2017年11月15日(水)
加計獣医学部を認可
首相の疑惑 未解明のまま
林芳正文部科学相は14日、学校法人「加計(かけ)学園」(岡山市)が申請していた獣医学部新設を認可したと発表しました。愛媛県今治市に来年4月、開学する予定です。新設をめぐっては、加計孝太郎・同学園理事長の友人である安倍晋三首相の「ご意向」が働いた疑惑は未解明のまま。安倍内閣が閣議決定した新設を認めるための条件に適合するかどうかも審査しておらず、国民の疑問を強引に押し切って認可した形です。
獣医学部の新設は52年ぶり。文科省は、獣医師行政を所管する農林水産省が獣医師の需給に不足はないと判断していることから、獣医学部新設を禁じています。国家戦略特区諮問会議(議長、安倍首相)が規制緩和による「特例」で新設を可能にしました。特区は安倍首相のトップダウンで決まる仕組みです。

**課題 1:**
次の(a)〜(c)が加計学園の獣医学部認可の記事の内容と合うか、それぞれ「はい」か「いいえ」で答え、判断の根拠となる記事の語句をそのまま引用せよ。
(a) 獣医学部の新設は52年ぶりである。
(b) 獣医学部は愛媛県今治市で今年4月に開学した。
(c) 国家戦略特区諮問会議の議長は林芳正文部科学相である。
**課題 2:** 加計学園の獣医学部認可の記事を、最後の文の次から書き継げ。

(保存された項目)
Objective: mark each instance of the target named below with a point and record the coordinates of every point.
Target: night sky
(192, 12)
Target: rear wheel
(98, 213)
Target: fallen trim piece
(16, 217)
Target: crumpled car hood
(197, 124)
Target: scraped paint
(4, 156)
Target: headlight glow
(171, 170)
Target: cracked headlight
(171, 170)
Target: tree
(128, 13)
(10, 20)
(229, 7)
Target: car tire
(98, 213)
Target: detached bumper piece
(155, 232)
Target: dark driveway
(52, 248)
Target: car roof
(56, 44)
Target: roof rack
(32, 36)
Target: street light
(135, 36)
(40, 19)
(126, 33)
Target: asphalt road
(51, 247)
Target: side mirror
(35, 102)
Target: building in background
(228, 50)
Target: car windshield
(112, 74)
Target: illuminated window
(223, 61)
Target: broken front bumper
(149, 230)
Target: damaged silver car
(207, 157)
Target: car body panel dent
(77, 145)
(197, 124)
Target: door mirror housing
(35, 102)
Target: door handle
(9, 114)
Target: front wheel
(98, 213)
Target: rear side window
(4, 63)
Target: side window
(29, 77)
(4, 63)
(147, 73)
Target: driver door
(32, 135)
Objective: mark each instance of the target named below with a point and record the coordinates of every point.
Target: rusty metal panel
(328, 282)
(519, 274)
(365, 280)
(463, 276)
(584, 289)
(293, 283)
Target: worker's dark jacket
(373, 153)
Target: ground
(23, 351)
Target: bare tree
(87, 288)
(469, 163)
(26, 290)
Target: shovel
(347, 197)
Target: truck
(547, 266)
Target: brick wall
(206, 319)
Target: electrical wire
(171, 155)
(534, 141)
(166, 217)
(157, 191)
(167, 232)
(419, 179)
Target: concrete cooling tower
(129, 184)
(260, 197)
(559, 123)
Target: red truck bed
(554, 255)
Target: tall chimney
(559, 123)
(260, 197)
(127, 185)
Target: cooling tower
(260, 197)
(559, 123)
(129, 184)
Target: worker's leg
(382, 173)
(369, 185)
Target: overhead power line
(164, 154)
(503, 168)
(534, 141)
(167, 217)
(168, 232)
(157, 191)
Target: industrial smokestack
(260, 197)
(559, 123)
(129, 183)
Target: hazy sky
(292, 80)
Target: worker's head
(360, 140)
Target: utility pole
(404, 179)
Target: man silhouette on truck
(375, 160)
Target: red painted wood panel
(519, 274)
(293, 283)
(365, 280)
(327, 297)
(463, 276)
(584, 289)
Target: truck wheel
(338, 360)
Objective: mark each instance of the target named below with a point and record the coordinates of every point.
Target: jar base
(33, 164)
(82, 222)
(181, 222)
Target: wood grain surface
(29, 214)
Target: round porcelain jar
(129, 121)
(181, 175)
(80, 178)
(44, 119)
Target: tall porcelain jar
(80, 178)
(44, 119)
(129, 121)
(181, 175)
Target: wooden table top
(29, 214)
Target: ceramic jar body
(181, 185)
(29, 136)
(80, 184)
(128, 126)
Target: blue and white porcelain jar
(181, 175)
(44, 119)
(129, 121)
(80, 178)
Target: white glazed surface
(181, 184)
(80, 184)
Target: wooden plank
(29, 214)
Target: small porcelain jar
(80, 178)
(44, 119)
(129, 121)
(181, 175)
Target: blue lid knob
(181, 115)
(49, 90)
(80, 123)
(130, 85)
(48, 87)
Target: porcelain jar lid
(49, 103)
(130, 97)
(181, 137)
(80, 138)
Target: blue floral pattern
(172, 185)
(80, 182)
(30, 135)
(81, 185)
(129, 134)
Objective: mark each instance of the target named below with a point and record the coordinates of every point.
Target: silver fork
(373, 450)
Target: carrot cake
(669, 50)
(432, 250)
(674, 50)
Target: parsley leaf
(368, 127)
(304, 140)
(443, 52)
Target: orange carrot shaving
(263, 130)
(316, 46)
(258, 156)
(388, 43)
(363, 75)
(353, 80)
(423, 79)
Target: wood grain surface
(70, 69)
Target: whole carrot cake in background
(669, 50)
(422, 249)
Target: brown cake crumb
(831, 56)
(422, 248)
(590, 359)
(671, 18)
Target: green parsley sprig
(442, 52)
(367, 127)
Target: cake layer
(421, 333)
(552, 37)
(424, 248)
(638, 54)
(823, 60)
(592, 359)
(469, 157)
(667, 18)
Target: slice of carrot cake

**課題の解答 1:**
(a) はい。「獣医学部の新設は52年ぶり。」
(b) いいえ。「愛媛県今治市に来年4月、開学する予定です。」
(c) いいえ。「国家戦略特区諮問会議(議長、安倍首相)」

**課題の解答 2:**
この問題では、「総理のご意向」「官邸の最高レベルが言っている」などと記した文科省の内部文書が発覚。文科省の前川喜平前事務次官も、官邸側から加計学園の獣医学部新設を進めるよう圧力があったことを証言しました。
これに対して官邸側の関係者は、「記録がない」「記憶がない」と国会で答弁。前川氏の証言を否定することができず、疑惑がいっそう深まりました。
安倍内閣は、▽既存の獣医師養成ではない構想▽既存の大学・学部では対応困難、など四つを新設の条件として閣議決定しています。この4条件に適合しているかどうか、文科省は「確認していない」としており、検証を欠いたまま政治判断による認可となりました。